→ THE TASK: Every record has to be written out exactly, with no line missing.

(Beginning of DATA PROVIDED)

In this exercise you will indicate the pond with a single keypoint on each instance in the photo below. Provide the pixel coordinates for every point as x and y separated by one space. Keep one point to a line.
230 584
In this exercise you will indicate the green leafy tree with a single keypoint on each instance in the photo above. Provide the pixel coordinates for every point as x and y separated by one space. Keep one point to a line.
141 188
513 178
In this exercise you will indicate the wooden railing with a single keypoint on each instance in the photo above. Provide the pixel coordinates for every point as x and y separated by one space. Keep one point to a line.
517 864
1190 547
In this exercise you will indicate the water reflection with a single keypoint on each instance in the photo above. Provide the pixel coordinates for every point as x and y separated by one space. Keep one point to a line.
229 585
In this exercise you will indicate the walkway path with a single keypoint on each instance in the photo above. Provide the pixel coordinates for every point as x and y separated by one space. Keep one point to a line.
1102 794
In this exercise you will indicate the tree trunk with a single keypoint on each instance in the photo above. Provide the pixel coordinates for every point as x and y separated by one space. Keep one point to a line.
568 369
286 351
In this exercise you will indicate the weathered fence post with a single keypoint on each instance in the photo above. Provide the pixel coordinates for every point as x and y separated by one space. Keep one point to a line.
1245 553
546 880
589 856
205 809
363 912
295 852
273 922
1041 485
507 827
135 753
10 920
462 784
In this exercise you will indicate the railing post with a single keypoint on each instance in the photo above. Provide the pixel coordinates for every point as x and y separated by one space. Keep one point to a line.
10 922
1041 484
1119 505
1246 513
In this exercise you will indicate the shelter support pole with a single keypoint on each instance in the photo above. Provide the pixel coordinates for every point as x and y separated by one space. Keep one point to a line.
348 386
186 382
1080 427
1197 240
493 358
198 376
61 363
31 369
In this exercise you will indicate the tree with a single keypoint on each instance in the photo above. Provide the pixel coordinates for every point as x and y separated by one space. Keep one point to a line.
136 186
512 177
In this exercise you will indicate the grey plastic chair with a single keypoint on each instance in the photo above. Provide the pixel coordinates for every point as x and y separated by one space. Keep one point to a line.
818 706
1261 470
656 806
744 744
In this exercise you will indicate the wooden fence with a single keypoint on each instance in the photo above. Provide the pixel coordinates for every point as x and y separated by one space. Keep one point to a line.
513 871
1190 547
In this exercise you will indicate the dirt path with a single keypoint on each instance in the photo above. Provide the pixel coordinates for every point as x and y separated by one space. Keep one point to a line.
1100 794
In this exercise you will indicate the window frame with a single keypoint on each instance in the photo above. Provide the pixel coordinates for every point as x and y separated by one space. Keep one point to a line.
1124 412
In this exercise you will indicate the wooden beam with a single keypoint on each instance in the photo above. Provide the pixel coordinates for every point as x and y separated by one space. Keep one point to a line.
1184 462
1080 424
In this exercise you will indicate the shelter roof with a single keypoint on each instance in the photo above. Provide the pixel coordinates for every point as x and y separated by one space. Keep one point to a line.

(End of DATA PROVIDED)

→ WRITTEN SOLUTION:
In this exercise you will indicate the pond with a single keypoint on each instance in the photo below. Provide the pixel coordinates for every point as x and y separated by one space. Keep one point to a line.
230 584
In this exercise you will indicate the green leafy tree with a single keypoint on each instance in the photo above. Provide the pixel coordinates for every point as x and y separated by one space. Keep one point to a line.
141 188
513 178
In this exercise you will indicate the wooden railing with a single keypoint on each instance in the photo above. Provide the pixel coordinates for every point as x and y separated by one space. Keep one point to a line.
517 864
1190 547
In this exercise you will indicate the water reflection with a single keypoint on each instance in the photo above. Provide the pixel coordinates for every point as x and y separated by one space. Keep one point to a line.
229 585
In this exercise you will indicate the walkway path with a single keypoint on each instance in the photo above. Provide the pixel coordinates for every point as x and y separated by one space. Keep one point to a line.
1102 794
In this exercise you will indicate the tree trunk with a single keypoint on each instance in the photo above. Provide the pixel coordinates for every point as x and y separated by one space. Keep one point to a line.
568 369
286 351
In this exercise you will indicate the weathered fence post with a single keypoint on each instance in the photo above. Provide the pixel coordinates for every point as x and y separated by one space. Keep one point to a line.
1245 553
546 880
589 856
205 809
363 912
295 852
273 922
1041 485
507 827
135 753
10 920
462 784
In this exercise you will indicate the railing post with a single keypoint on each instance in the photo above. Provide the pixel coordinates for every point as x and y separated by one space. Keep one point to a line.
10 922
1041 484
1119 505
1246 513
In this exercise you will indicate the shelter support pole with a single keypoint on each instance in the photo above. Provide the pixel coordinates for every point as x and y separated by one space. Keep one point to a line.
348 386
186 382
1080 427
1197 240
493 358
198 376
61 363
31 369
In this exercise you will indicate the tree with a single keypoint on each instance in the photo above. Provide the pixel coordinates for every point as x and y separated by one space. Keep one point to a line.
136 186
512 177
In this exercise you will indicate the grey plastic chair with a single keypoint on each instance in the photo above. Provide the pixel coordinates for every point as x and y separated by one space. Keep one point to a line.
818 706
1261 470
656 806
744 744
In this exercise you will indicate the wooden fence with a single keypoint on each instance in the photo above. Provide the pixel coordinates for every point as x and y separated by one space. Keep one point to a line.
513 871
1190 547
In this exercise you will indicate the dirt path with a single keypoint on each instance in the photo above. Provide the pixel coordinates for every point as x and y separated by one space. Keep one point to a line.
1100 794
In this exercise you will indicate the window frame with a single keypoint on each instance in the photo above. Provide the pixel coordinates for every point as x and y separated by one space. Keep one point to a line.
1124 412
In this exercise you will indicate the wooden beam with a single keypoint on each instance in the photo above. Provide the pixel coordinates for every point as x and y separated by one space. Keep one point to a line.
1184 462
1080 424
In this exercise you will indicate the shelter roof with a single keypoint on each instance in the photo above. Provide the pixel coordinates for every point as x and y separated by one space. Keep one point to a line.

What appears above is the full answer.